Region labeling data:
------------------------------

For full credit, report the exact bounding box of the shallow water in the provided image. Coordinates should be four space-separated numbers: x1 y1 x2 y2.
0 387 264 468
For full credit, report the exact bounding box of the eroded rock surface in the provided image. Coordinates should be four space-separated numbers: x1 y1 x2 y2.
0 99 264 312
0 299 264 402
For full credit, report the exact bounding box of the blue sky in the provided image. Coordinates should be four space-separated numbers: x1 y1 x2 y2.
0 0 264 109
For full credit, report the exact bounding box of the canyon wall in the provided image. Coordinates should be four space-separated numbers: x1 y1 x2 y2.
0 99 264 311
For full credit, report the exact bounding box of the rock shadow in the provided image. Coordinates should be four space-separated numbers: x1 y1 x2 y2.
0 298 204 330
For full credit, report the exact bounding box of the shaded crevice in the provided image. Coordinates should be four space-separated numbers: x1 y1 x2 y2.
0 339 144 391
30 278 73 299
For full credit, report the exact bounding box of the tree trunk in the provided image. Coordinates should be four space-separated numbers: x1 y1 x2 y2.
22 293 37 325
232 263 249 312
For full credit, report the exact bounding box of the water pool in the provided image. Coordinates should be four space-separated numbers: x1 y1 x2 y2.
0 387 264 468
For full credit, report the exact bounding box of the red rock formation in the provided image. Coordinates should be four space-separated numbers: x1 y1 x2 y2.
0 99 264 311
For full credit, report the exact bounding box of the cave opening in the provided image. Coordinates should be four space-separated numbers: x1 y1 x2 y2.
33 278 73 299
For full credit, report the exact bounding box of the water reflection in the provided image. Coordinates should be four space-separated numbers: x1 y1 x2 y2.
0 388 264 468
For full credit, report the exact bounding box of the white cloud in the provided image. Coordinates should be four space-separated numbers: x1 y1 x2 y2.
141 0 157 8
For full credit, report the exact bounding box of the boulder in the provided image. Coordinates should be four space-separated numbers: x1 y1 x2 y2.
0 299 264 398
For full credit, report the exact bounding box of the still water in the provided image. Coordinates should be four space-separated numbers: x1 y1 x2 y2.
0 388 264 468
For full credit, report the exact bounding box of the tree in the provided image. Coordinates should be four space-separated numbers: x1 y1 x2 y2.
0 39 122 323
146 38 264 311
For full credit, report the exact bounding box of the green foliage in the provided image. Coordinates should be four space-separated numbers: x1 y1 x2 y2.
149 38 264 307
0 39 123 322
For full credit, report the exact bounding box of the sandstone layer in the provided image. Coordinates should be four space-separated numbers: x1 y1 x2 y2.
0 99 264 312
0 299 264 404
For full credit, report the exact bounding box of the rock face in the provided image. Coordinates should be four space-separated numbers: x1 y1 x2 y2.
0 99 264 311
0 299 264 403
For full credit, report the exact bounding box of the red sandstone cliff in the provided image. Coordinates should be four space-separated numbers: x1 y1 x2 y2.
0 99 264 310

------------------------------

Could you copy the data from the line with "For full credit, report the exact bounding box of the still" through the end of the data, changing "full credit" to "full points" and leaving everything else the same?

Answer below:
For full points, report the exact bounding box of the still water in the provided image. Coordinates should be four space-separated numbers: x1 y1 x2 y2.
0 388 264 468
For full points, report the exact bounding box of the tree in the provided image. Coordinates should be four space-separated numbers: x1 y1 x2 y2.
0 39 122 323
146 38 264 311
For full points, report the exact bounding box of the green foliage in the provided image. Coordinates should be four space-separated numbers: x1 y1 x2 y2.
149 38 264 307
0 39 123 322
For full points, report the exact bounding box of the sandstone layer in the provided image. Coordinates should be four space-separated numbers: x1 y1 x2 y2.
0 99 264 312
0 299 264 404
For full points, report the exact bounding box of the rock face in the provided image. Coordinates should be four space-separated numbers: x1 y1 x2 y2.
0 99 264 311
0 299 264 403
For full points, report the exact bounding box of the red sandstone cliff in the provided image. Coordinates should be four space-separated numbers: x1 y1 x2 y2.
0 99 264 310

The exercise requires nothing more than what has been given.